TO BE DONE →
- a) List every place name that appears in the passage on the bombardment of Vienna.
- b) For each statement, answer yes or no according to the passage on the bombardment of Vienna, and quote the words that decide it: (i) The French set up their howitzers in a suburb east of the city wall. (ii) Twenty cannon opened fire at nine o'clock on the evening of 9 May 1809. (iii) The white flag was raised on the morning after the bombardment began.
- c) Rewrite the stretch of the passage on the bombardment of Vienna from "The defence of" through "note for Vienna.", substituting "death warrant" for "suicide note".
[start EXCERPT PROVIDED]
The defence of the imperial capital was in the hands of sixteen thousand soldiers, bolstered by around a thousand students and artists, and an ill-equipped and under-trained civil militia, all under the command of a junior member of the royal family, Archduke Maximilian. The Emperor, from the safety of exile, ordered Maximilian to resist the French and defend the city at all costs. Thus Maximilian rejected the demand to surrender, effectively signing a suicide note for Vienna.
The French commanders unhurriedly set up their new short-barrelled howitzer cannon on rising ground in Spittelberg, a suburb a short distance west of the city wall, the Bastei. A day passed in quiet anticipation, the people of Vienna bracing themselves for what they knew was coming. A contemporary wrote that people milled around in the streets, swapping jokes and light-hearted banter to keep spirits up, and then when dusk fell retreated indoors, until no sound could be heard inside the city wall.
At nine o’clock on the evening of 9 May 1809, as daylight finally faded, twenty cannon opened fire. The bombardment continued through the night, pounding the inner city mercilessly. Any defence was rendered useless by the distance and range of the howitzers. The soldiers and militia had nothing to fight against except shells dropping onto them from the sky. Surrender was inevitable, and it was not long in coming. At half-past two the following afternoon the white flag was raised.
[end EXCERPT PROVIDED]
[start DATA LISTING]
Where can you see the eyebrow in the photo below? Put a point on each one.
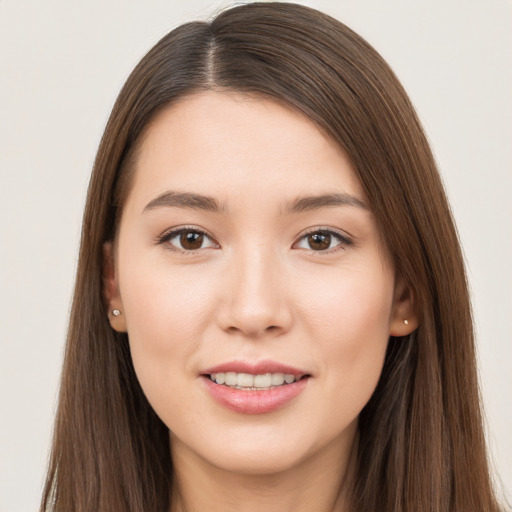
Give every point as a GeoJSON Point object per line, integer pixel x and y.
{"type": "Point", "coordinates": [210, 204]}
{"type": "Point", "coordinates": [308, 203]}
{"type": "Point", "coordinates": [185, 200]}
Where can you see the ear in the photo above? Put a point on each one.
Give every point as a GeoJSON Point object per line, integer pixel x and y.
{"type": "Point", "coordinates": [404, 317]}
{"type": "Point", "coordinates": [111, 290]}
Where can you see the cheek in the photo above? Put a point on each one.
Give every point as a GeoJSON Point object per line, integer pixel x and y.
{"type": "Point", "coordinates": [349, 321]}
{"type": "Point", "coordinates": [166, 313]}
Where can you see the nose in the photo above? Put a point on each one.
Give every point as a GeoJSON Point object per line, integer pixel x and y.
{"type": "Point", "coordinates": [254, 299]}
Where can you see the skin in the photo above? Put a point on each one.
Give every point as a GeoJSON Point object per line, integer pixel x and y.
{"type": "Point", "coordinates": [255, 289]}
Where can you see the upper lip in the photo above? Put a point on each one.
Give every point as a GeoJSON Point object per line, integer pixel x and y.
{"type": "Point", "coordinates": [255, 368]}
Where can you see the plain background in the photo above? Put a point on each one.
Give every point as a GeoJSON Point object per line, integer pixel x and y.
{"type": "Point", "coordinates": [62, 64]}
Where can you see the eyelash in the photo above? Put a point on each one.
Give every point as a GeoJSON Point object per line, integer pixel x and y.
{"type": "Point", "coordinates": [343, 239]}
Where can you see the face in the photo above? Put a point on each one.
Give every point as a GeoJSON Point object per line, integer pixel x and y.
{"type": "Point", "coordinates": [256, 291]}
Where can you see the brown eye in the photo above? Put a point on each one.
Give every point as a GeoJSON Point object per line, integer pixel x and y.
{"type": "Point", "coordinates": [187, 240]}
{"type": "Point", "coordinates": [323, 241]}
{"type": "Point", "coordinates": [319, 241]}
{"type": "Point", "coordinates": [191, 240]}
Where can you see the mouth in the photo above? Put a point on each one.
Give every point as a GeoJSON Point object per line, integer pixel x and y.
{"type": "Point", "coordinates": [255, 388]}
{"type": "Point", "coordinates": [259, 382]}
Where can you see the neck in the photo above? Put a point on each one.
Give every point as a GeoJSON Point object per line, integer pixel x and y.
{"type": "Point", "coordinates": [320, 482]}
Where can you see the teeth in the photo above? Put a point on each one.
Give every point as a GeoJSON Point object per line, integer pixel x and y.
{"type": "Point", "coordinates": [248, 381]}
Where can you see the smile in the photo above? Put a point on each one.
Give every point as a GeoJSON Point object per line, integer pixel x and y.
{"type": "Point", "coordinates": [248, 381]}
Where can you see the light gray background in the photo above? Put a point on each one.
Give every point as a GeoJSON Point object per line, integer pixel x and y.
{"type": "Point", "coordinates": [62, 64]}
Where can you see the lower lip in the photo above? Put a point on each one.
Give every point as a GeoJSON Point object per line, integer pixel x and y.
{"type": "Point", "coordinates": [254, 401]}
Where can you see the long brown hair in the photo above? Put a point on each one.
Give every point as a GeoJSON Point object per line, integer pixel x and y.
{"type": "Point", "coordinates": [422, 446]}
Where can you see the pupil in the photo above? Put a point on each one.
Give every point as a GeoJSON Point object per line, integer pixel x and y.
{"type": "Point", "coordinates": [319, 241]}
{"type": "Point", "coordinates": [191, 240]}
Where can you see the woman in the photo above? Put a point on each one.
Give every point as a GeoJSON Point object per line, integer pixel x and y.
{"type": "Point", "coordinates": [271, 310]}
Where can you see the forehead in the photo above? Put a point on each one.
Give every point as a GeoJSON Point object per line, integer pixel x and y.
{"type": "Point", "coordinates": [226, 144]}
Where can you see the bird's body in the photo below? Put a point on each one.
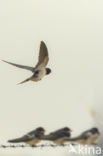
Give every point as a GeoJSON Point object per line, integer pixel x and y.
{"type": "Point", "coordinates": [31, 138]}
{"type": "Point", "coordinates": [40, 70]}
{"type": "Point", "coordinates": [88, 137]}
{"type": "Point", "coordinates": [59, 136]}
[end DATA LISTING]
WRITTEN RESPONSES →
- a) Vienna, Spittelberg, Bastei

- b)
(i) No: "a suburb a short distance west of the city wall"
(ii) Yes: "At nine o’clock on the evening of 9 May 1809, as daylight finally faded, twenty cannon opened fire."
(iii) No: "At half-past two the following afternoon the white flag was raised."

- c)
The defence of the imperial capital was in the hands of sixteen thousand soldiers, bolstered by around a thousand students and artists, and an ill-equipped and under-trained civil militia, all under the command of a junior member of the royal family, Archduke Maximilian. The Emperor, from the safety of exile, ordered Maximilian to resist the French and defend the city at all costs. Thus Maximilian rejected the demand to surrender, effectively signing a death warrant for Vienna.